REQUIRED ACTION
Copy the data that follows, exactly and completely.

────────

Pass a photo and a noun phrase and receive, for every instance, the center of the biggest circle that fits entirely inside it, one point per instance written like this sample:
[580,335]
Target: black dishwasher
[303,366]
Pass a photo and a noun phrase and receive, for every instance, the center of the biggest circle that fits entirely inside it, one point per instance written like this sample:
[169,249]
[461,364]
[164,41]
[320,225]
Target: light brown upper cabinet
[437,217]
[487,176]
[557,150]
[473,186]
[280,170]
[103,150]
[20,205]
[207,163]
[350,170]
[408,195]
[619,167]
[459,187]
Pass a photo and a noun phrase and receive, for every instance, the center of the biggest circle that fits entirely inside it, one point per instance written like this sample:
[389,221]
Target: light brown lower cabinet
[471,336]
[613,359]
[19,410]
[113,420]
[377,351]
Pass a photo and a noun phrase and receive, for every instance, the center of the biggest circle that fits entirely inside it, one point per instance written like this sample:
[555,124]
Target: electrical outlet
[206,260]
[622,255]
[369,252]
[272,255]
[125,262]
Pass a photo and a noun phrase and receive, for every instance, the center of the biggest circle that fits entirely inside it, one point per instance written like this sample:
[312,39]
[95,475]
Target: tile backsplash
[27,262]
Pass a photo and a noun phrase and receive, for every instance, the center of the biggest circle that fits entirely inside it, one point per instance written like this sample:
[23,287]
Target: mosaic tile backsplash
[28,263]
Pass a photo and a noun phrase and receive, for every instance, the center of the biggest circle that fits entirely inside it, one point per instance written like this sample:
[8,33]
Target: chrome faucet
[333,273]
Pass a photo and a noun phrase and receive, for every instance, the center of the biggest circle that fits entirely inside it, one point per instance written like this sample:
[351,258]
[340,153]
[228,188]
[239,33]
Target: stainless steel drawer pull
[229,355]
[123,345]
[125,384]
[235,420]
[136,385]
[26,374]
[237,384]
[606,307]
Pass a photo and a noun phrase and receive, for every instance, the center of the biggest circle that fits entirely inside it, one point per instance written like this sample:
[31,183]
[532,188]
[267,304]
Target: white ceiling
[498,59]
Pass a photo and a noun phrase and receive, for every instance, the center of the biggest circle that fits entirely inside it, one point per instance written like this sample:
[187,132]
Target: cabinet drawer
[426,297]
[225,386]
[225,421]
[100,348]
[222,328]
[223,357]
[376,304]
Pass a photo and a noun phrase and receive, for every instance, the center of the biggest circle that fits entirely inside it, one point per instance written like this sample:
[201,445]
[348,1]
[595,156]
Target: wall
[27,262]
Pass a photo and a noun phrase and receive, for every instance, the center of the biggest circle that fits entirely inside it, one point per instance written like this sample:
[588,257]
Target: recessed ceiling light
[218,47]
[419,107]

────────

EXERCISE OUTPUT
Pass a photo and a noun phrase and receive, for every instance, the center of the biggest circle that fits entirely inside it, one point per instance written like this sample:
[580,335]
Target: black dishwasher
[303,366]
Pass a photo and a noun phrase and receive, for every instance, the center of the biggest circle that fits entirely inside it, one point per instance written like this sample:
[169,249]
[461,364]
[164,41]
[320,225]
Target: light brown upper cabinet
[437,217]
[487,176]
[557,150]
[473,186]
[280,170]
[103,150]
[20,205]
[207,163]
[350,170]
[408,195]
[619,167]
[459,187]
Pass a photo and a noun phrase and receive, for every instance, the center of the biggest circle that fits entirely inside it, one point per instance written like this sample:
[389,221]
Target: light brown lower cabinet
[471,336]
[613,359]
[19,410]
[113,420]
[377,351]
Pass a photo and a noun phrase and receive, for every instance, the center of the biggest circle that fits entirely inside it, one point per instance written like this sample:
[555,124]
Target: electrical outlet
[206,260]
[622,255]
[369,252]
[272,255]
[125,262]
Pass a photo and a noun phrase and receive, for every instance, the center of the biggest circle that fits entirely inside it, one point per instance written like this sample:
[312,39]
[95,475]
Target: tile backsplash
[27,262]
Pass a photo and a noun phrase and receive, for every instance, the center of the biggest circle that fits entirely inside it, one point per instance written like this sample:
[23,287]
Target: mosaic tile backsplash
[28,263]
Pass a photo and a noun phrase and receive, for every instance, the center of the biggest circle that fits entirely inside it, one point per instance written like this sample:
[8,33]
Target: chrome faucet
[333,273]
Pass a photo and a noun phrase and receive, for every instance, the center of the biggest circle that fits entirely inside it, one point per instance written like this sample:
[351,258]
[340,153]
[228,188]
[239,33]
Target: stainless steel drawer pull
[229,355]
[123,345]
[125,384]
[235,420]
[136,385]
[26,374]
[237,384]
[606,307]
Pass a photo and a noun phrase and receive, for every instance, the center of the biggest circle that fits entirely inside it, one point per instance written like this sample:
[31,183]
[532,188]
[267,304]
Target: white ceiling
[498,59]
Pass a photo and a noun phrase and receive, for every instance, the center of the biggest circle that fits entirely inside it, one point per instance written like this sample:
[187,132]
Target: cabinet drawer
[426,297]
[225,386]
[225,421]
[100,348]
[222,328]
[223,357]
[376,304]
Pass a photo and a noun phrase and receive, for every instance, the center of the biggest circle that fits entirely inside it, one point per instance written like this sample:
[201,445]
[348,1]
[595,156]
Target: wall
[27,262]
Pass a photo and a noun phrase and receive, for every instance, the center of the biggest circle that fits entirely inside it, one point per instance written like this sample:
[588,257]
Target: recessed ceiling light
[218,47]
[419,107]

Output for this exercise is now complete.